Selection
/ 26 June 2023

The demise of the ANC is the death of ideology in SA politics

President Jacob Zuma and former president Thabo Mbeki in 2009.
Former presidents Jacob Zuma and Thabo Mbeki. File photo

Commentators will proffer various reasons for the ANC’s demise, pointing out the many examples of atrocious governance in numerous local municipalities and certain national and provincial departments.

Other more sympathetic voices will remind us of the lack of support from the private sector and previously advantaged elites for the ANC’s policies of change, highlighting the lack of investment from a private sector that made massive profits, no matter how corrupt and incompetent the ANC was. 

For many, the bruising leadership battle between Thabo Mbeki and Jacob Zuma marked the beginning of the ANC’s demise and its inevitable slide into mismanagement and corruption.

In my opinion, the downfall of the ANC predated the Mbeki-Zuma battle in 2007. The problem is that the ANC preaches a message of hope, not fear. It talks about a better, brighter future, not one where we just cope and get through life.

It wants people to care and love each other, not hate and despise one another. The ANC is an anachronism in the world of politics and talking heads. It should have realised that a message of fear is far more profitable and successful than one of hope. 

By the time the ANC was elected into power in 1994, the rest of the world had already become accustomed to living in a place without the threat of nuclear war between the communists in the East and the capitalist West and their period of hubris and celebration was ending.

They had already begun to see their politicians as not leaders but professional speakers, who said whatever they needed to, to get elected. When American political scientist Francis Fukuyama wrote that history had ended in 1989, with the fall of the Berlin Wall and the Iron Curtain, he most probably meant the end of ideology in politics.

Jobs
1) According to the article on the ANC, in what year was the ANC elected into power?
2) Write out the stretch of the article on the ANC from "The demise of" through "mismanagement and corruption.".
3) Name every person mentioned by name in the article on the ANC.
Answer from the article on the ANC alone.

Dataset excerpts on pointing to objects
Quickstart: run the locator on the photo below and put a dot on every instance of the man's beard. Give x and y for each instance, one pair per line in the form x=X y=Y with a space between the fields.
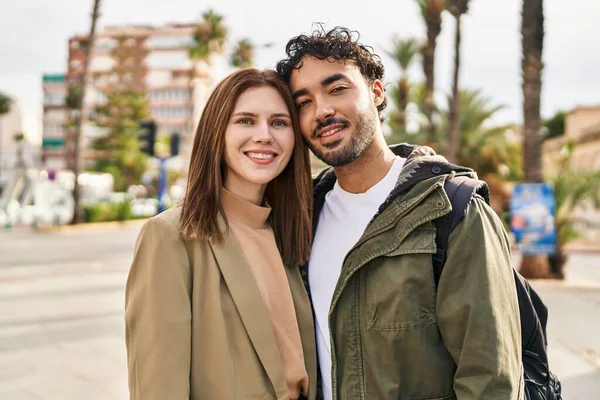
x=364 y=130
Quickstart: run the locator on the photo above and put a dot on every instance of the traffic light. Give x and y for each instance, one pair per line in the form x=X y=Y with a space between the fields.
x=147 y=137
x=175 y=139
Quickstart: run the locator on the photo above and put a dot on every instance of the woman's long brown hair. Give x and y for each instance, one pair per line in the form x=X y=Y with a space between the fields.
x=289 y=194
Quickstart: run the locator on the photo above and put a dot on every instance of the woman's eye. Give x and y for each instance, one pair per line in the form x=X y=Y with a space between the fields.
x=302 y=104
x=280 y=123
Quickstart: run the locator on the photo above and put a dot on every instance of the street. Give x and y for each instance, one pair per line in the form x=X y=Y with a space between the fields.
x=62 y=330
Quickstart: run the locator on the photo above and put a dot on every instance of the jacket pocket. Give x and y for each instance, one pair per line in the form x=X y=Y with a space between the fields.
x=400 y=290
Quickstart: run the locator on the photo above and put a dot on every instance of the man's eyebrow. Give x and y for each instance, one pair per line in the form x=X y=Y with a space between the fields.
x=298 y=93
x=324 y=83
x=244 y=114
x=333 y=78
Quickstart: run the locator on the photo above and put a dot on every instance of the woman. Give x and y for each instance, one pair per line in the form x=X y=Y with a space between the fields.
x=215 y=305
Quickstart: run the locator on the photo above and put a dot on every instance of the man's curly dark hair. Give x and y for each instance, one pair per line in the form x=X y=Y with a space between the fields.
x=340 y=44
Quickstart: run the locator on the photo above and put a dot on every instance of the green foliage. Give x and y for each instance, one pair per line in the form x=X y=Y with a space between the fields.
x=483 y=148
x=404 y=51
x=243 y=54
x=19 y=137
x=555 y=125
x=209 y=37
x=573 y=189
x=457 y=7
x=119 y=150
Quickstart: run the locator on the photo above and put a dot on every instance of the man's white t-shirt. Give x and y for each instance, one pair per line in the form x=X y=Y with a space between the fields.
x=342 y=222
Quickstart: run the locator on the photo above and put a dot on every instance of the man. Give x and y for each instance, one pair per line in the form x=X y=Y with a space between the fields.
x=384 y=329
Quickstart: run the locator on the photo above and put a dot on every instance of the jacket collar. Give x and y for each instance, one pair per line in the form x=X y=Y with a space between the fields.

==

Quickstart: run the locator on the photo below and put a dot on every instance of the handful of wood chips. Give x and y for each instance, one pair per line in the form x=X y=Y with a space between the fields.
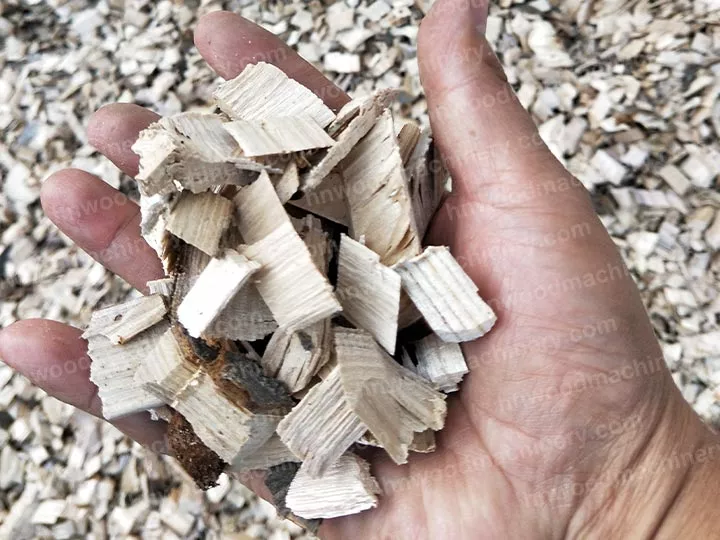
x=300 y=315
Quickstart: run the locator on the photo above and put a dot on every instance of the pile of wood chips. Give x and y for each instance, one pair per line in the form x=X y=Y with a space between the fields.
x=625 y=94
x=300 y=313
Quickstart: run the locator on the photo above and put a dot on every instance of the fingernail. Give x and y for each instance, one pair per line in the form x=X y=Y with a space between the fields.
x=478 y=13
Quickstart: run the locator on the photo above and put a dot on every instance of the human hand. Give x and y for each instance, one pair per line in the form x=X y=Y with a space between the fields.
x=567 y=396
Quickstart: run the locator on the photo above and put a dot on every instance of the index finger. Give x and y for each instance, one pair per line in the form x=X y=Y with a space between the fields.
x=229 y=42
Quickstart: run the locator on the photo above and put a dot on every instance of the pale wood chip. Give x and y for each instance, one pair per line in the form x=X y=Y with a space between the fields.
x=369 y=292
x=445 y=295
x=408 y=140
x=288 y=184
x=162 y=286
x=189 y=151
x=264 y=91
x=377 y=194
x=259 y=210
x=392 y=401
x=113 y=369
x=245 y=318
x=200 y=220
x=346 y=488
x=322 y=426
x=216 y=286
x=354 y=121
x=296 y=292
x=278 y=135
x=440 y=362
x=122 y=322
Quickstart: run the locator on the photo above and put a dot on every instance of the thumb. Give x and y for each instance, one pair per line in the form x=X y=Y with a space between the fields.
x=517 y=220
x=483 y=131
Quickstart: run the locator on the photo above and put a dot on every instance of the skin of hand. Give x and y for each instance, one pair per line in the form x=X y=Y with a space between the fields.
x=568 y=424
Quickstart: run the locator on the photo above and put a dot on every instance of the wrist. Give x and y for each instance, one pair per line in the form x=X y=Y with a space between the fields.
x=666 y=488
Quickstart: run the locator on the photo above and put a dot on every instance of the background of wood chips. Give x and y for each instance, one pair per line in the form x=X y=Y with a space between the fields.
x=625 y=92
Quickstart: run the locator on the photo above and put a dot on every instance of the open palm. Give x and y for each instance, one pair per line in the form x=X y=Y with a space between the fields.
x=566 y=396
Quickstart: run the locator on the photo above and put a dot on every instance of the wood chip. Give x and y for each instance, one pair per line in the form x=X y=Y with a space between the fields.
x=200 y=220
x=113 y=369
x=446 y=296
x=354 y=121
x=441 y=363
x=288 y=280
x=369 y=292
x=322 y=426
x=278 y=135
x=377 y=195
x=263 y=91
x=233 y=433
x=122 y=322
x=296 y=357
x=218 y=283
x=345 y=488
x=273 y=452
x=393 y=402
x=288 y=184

Task-by-task solutions
1) 1994

2)
The demise of the ANC is the death of ideology in SA politics

President Jacob Zuma and former president Thabo Mbeki in 2009.
Former presidents Jacob Zuma and Thabo Mbeki. File photo

Commentators will proffer various reasons for the ANC’s demise, pointing out the many examples of atrocious governance in numerous local municipalities and certain national and provincial departments.

Other more sympathetic voices will remind us of the lack of support from the private sector and previously advantaged elites for the ANC’s policies of change, highlighting the lack of investment from a private sector that made massive profits, no matter how corrupt and incompetent the ANC was. 

For many, the bruising leadership battle between Thabo Mbeki and Jacob Zuma marked the beginning of the ANC’s demise and its inevitable slide into mismanagement and corruption.

3) Jacob Zuma, Thabo Mbeki, Francis Fukuyama